* _EXCERPT PROVIDED_:
+ + + + +

= Serdar (Ottoman rank) =

Military rank in the Ottoman Empire

Serdar (سردار; from "Sardar") was a military rank in the Ottoman Empire and a noble rank in Montenegro and Serbia. Serdars often served on the borders of the Ottoman Empire. The term is often translated as 'commander' in English texts and originally comes from the Persian language.

The title Serdar was also used in the Principality of Montenegro and the Principality of Serbia as an honorary non-noble title below that of vojvoda. Janko Vukotić, the former prime minister of Montenegro, held the title of serdar.

==Uses==
- Serdar is a popular male name in Turkey.
- Serdar is a popular male name in Turkmenistan.
- Serdar-ı Ekrem or (Serdar-ı Azam) means the commander-in-chief with the highest rank, and thus, it sometimes refers to the Grand Vizier of the Ottoman Empire.
- Serdar is also used as a noun (especially to give a nostalgic feeling) with its original meaning (i.e. commander-in-chief) in Turkish. For example, "Ordunun serdarı yiğit savaşçılarına saldırı emrini verdi" means "The commander-in-chief of the force ordered his brave fighters to attack."

+ + + + +

* _RECORD EXCERPTS_:
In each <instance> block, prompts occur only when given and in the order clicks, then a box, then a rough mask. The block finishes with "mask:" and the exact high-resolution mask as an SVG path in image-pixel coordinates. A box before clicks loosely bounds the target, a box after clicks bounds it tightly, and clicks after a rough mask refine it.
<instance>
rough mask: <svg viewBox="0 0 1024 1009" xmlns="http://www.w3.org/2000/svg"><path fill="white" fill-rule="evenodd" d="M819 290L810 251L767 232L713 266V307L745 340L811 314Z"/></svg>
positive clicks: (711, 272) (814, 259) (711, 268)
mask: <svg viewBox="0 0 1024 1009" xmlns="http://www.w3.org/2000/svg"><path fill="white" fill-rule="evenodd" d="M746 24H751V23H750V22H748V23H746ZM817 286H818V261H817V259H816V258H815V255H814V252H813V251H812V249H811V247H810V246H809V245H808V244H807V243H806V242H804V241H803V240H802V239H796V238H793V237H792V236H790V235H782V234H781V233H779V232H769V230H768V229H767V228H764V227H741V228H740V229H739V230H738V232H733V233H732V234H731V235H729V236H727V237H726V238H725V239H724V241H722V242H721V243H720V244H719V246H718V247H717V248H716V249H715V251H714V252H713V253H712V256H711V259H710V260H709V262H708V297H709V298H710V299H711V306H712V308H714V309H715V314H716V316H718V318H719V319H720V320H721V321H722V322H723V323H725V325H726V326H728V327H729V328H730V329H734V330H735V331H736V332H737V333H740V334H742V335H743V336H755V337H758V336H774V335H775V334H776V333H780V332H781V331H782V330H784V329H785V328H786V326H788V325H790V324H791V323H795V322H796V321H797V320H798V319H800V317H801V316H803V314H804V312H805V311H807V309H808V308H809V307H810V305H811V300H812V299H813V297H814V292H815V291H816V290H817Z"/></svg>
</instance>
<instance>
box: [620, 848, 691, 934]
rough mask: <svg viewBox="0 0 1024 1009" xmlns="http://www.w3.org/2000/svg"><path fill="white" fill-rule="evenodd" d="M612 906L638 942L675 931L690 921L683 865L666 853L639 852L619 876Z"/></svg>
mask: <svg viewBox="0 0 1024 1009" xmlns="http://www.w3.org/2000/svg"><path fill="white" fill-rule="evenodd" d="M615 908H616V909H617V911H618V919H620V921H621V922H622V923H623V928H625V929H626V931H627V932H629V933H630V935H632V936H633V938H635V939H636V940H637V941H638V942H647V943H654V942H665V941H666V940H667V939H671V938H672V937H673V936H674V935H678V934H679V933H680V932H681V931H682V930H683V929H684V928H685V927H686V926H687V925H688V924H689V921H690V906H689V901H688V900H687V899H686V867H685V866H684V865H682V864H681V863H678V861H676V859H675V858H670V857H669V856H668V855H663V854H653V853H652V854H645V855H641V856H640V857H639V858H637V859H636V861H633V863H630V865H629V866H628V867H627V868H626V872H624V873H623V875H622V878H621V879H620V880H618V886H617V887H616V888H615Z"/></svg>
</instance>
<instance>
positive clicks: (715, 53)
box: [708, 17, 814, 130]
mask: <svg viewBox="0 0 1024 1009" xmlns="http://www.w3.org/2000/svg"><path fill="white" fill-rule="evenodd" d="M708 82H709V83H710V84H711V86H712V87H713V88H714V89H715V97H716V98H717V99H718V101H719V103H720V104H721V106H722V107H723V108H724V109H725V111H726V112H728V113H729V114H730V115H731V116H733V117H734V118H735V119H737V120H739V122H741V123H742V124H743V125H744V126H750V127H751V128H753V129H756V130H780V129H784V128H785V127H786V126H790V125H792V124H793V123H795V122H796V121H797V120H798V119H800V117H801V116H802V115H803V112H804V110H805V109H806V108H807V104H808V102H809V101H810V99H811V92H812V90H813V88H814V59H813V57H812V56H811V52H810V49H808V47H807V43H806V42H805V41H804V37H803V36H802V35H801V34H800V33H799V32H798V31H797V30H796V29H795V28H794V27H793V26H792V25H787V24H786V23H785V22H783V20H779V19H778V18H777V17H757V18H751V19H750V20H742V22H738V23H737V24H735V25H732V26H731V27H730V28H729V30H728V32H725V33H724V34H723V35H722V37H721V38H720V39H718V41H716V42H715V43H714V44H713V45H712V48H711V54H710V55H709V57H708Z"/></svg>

+ + + + +

* _WORK TASK A_: According to the article on the Serdar rank, which former prime minister of Montenegro held the title of serdar?
* _WORK TASK B_: Carry on the article on the Serdar rank from its final line.
The data has no connection to the article on the Serdar rank.

* _EXERCISE ANSWER A_: Janko Vukotić

* _EXERCISE ANSWER B_:
- The word has been adapted in English with its original or related spellings, i.e. serdar, sardar, sirdar, all meaning commander-in-chief of an army. However, these words are not used in everyday terminology.
- Serdar, a variant of Sirdar and Sardar, a long-standing rank in Western and Southern Asia – was assigned to the British Commander-in-Chief of the British-controlled Egyptian Army in the late 19th and early 20th centuries. The Sirdar resided at the Sirdaria, a three-block-long property in Zamalek which was also the home of British military intelligence in Egypt.

==See also==
- Serdar or Gyzylarbat is a city in the Balkan province of Turkmenistan.